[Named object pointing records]
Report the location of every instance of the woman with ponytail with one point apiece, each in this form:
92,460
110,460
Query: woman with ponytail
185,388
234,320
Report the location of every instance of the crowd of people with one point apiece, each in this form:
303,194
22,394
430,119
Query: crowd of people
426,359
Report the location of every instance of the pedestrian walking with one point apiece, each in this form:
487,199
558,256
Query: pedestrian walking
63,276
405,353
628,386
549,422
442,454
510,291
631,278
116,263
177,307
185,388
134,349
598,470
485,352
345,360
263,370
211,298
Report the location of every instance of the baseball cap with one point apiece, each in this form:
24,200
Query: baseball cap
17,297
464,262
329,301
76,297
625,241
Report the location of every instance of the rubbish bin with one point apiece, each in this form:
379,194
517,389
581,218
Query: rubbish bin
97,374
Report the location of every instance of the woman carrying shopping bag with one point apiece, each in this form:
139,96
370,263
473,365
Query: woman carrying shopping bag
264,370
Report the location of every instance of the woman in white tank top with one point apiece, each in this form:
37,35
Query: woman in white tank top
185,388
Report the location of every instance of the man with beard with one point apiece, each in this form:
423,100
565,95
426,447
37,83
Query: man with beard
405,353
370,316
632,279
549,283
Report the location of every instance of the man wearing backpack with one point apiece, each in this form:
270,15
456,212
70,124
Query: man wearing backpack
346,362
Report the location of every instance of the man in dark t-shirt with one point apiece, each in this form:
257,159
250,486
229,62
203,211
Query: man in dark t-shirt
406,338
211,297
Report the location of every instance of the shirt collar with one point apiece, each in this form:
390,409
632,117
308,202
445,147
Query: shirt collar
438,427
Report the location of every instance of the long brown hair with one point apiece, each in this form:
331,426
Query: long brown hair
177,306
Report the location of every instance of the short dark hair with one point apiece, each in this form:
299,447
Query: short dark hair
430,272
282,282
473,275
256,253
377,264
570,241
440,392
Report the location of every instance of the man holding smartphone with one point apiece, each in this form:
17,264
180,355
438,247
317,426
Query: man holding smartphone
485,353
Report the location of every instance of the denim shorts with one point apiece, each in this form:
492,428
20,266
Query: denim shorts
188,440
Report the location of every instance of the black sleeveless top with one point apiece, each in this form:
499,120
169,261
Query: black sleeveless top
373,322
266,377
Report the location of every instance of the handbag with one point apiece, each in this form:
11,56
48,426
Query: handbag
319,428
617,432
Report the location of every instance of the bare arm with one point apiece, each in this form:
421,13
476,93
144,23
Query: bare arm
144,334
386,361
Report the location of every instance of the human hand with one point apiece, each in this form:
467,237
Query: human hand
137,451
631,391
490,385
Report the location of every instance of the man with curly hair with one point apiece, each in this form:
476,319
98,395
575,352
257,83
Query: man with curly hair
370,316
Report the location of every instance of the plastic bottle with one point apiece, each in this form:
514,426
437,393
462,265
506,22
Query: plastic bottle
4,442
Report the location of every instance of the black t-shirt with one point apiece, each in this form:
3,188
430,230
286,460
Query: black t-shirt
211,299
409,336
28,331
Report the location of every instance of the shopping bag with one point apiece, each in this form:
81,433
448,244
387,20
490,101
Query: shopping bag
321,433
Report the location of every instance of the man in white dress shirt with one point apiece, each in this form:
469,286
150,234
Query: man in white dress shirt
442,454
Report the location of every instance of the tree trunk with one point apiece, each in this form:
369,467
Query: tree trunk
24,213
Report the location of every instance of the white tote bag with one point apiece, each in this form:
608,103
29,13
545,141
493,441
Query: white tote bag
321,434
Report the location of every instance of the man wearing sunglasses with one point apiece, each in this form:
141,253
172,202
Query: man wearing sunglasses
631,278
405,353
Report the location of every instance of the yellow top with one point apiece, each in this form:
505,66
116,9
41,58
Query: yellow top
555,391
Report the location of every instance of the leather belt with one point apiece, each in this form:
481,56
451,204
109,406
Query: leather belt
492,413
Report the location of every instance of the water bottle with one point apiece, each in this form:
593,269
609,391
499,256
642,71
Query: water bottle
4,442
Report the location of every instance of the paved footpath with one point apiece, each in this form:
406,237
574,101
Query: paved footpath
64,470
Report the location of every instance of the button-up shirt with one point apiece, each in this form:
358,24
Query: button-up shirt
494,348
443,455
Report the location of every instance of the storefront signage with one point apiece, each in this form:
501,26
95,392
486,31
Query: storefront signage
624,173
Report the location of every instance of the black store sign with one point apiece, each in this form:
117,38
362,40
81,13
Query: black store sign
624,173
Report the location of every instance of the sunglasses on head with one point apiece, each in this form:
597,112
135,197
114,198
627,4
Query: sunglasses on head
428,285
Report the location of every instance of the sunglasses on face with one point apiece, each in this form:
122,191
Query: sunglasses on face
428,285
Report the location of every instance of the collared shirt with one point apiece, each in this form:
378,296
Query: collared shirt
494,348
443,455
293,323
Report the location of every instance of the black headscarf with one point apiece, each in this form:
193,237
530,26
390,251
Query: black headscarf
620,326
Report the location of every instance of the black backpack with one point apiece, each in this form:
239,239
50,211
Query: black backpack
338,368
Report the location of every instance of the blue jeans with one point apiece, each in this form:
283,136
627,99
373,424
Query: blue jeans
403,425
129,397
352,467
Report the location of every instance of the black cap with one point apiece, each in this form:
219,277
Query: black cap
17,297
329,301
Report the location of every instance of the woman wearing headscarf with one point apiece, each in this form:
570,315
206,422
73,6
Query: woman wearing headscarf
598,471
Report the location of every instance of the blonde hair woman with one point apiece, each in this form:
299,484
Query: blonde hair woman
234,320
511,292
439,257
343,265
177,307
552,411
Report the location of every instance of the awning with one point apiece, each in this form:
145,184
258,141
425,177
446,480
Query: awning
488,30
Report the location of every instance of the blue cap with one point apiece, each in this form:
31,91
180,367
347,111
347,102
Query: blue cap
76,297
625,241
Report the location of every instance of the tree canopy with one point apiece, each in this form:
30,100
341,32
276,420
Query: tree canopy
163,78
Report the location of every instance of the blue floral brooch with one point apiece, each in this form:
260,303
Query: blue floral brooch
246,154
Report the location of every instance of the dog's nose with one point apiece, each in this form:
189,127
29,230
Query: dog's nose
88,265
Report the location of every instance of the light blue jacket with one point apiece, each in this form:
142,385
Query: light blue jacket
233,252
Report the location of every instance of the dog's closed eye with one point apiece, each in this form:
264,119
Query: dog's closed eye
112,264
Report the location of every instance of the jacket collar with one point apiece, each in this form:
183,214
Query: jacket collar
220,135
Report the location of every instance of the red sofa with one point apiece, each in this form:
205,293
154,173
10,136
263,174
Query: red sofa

Given instruction: Reproduce every line of the records above without changing anything.

Solution for this problem:
Report the location of every instance of the woman with ponytail with one point apiece, each in this form:
92,460
110,460
Query: woman with ponytail
185,388
234,320
Report the location of every instance of the crowd of people with one point apiece, each in this form:
303,194
22,394
430,119
Query: crowd of people
426,359
Report the location of every instance of the pedestrian walking with one point apiece, each in this form:
487,199
558,256
Query: pedestrian walking
63,276
405,353
628,386
549,422
442,454
510,291
631,278
116,263
177,307
185,388
134,349
598,470
485,352
345,360
263,370
211,298
Report the location of every instance of the baseball cap with one point apiece, each in this form:
24,200
Query: baseball cap
17,297
464,262
329,301
76,297
625,241
Report the location of every instance of the rubbish bin with one point apiece, each in this form:
379,194
517,389
581,218
Query: rubbish bin
97,374
Report the location of every instance of the woman carrying shopping bag with one point apiece, each in this form:
139,96
370,263
473,365
Query: woman carrying shopping bag
264,370
Report the location of every instance of the woman in white tank top with one point apiece, each in this form:
37,35
Query: woman in white tank top
185,388
Report the location of every instance of the man with beard with one point apiece, each in this form:
423,100
565,95
426,447
37,83
Query: man with beard
405,353
370,316
632,279
549,283
Report the location of every instance of the man wearing backpack with one point apiece, each in this form:
270,15
456,212
70,124
Query: man wearing backpack
346,362
Report the location of every instance of the man in dark t-shirt with one point apiece, each in this form:
257,159
250,486
229,62
203,211
Query: man in dark t-shirt
406,338
211,297
Report the location of every instance of the shirt collar with one point apiece, each in this form:
390,409
632,117
308,202
445,147
Query: shirt collar
438,427
Report the location of every instance of the long brown hair with one point apiece, each in this form:
331,426
Query: long brown hair
177,306
Report the location of every instance of the short dark hair with one point apiece, each in this form:
299,447
Query: short dark hair
430,272
282,282
473,275
256,253
377,264
570,241
440,392
Report the location of every instance of the man holding smartphone with one point apiece, each in this form:
17,264
180,355
438,247
317,426
Query: man holding smartphone
485,353
Report the location of every instance of the denim shorts with one point apiece, each in this form:
492,428
20,266
Query: denim shorts
188,440
Report the location of every instance of the black sleeveless top with one point apiece, each in this form:
499,120
169,261
Query: black sleeveless top
373,322
266,377
Report the location of every instance of the handbag with one point apiece, each in this form:
11,56
48,426
Query: handbag
319,428
617,432
Report the location of every instance of the bare arm with one point apiece, each in this form:
421,13
476,93
144,23
Query: bare arm
144,334
386,361
Report the location of every instance of the human hand with one point apiece, each in this form:
467,237
Query: human hand
137,451
631,391
490,385
Report the location of every instance of the man with curly hair with one point apiece, each in this form:
476,319
98,395
575,352
257,83
Query: man with curly hair
370,316
Report the location of every instance of the plastic bottle with one point apiece, each in this form:
514,426
437,393
462,265
506,22
Query: plastic bottle
4,442
Report the location of every instance of the black t-shirt with one point apiece, each in this form:
3,188
430,230
286,460
Query: black t-shirt
211,299
409,336
28,331
Report the location of every instance of the shopping bag with one point apiece, each in this form:
81,433
448,244
387,20
490,101
Query: shopping bag
321,433
Report the location of every instance of the man in white dress shirt with one point apiece, each in this form:
469,286
150,234
Query: man in white dress shirt
442,454
Report the location of every instance of the tree trunk with one point apiece, each in this form:
369,467
Query: tree trunk
24,213
Report the location of every instance of the white tote bag with one point apiece, each in this form:
608,103
29,13
545,141
493,441
Query: white tote bag
321,434
Report the location of every instance of the man wearing sunglasses with one point apiece, each in this form:
141,253
172,202
Query: man wearing sunglasses
631,278
405,353
Report the location of every instance of the yellow top with one point apiece, each in this form:
505,66
116,9
41,58
Query: yellow top
555,391
Report the location of every instance of the leather belt with one point apiece, each in this form:
481,56
451,204
109,406
Query: leather belt
492,413
Report the location of every instance of the water bottle with one point apiece, each in this form:
593,269
609,391
499,256
642,71
Query: water bottle
4,442
Report the location of every instance of the paved footpath with one point apiece, each in this form:
406,237
574,101
Query: paved footpath
64,470
Report the location of every instance of the button-up shirt with one point apiece, each in this form:
358,24
Query: button-up shirt
494,348
443,455
Report the location of every instance of the storefront signage with one point apiece, each in this form:
501,26
95,392
486,31
Query: storefront signage
624,173
Report the location of every instance of the black store sign with one point apiece, each in this form:
117,38
362,40
81,13
Query: black store sign
624,173
Report the location of every instance of the sunglasses on head with one point apiece, each in this form:
597,112
135,197
114,198
627,4
Query: sunglasses on head
428,285
Report the location of every instance of the sunglasses on face with one point apiece, each in this form:
122,191
Query: sunglasses on face
428,285
Report the location of every instance of the collared shirt with one point apiece, each in this form:
378,296
Query: collared shirt
494,348
443,455
293,323
Report the location of every instance of the black headscarf with one point apiece, each in this form:
193,237
530,26
390,251
Query: black headscarf
620,326
Report the location of every instance of the black backpack with one point apiece, each in this form:
239,239
50,211
Query: black backpack
338,368
Report the location of every instance of the blue jeans with one point apiece, each in this form:
283,136
627,99
373,424
Query: blue jeans
403,425
129,397
352,467
Report the location of every instance of the black cap with one point apiece, each in this form:
219,277
Query: black cap
17,297
329,301
Report the location of every instance of the woman wearing headscarf with one point apiece, each in this form:
570,315
206,422
73,6
Query: woman wearing headscarf
598,471
Report the location of every instance of the blonde hair woman with one point apiece, each in this form:
299,484
Query: blonde hair woman
234,320
511,292
439,257
343,265
177,307
552,411
Report the location of every instance of the awning with one point apiece, each in this form:
145,184
258,141
425,177
446,480
Query: awning
488,30
Report the location of every instance of the blue cap with one point apiece, each in this form:
31,91
180,367
347,111
347,102
Query: blue cap
76,297
625,241
Report the location of every instance of the tree canopy with one point apiece, each in this form:
30,100
341,32
276,420
Query: tree canopy
163,78
Report the location of every instance of the blue floral brooch with one point apiece, each in this form:
260,303
Query: blue floral brooch
246,154
Report the location of every instance of the dog's nose with one point apiece, each in this form:
189,127
29,230
Query: dog's nose
88,265
Report the location of every instance of the light blue jacket with one point apiece, each in this form:
142,385
Query: light blue jacket
233,252
Report the location of every instance of the dog's closed eye with one point apiece, each in this form:
264,119
Query: dog's closed eye
112,264
Report the location of every instance of the jacket collar with one point apiece, each in this form:
183,214
Query: jacket collar
220,135
Report the location of every instance of the red sofa with one point apiece, each in this form:
205,293
154,173
10,136
263,174
Query: red sofa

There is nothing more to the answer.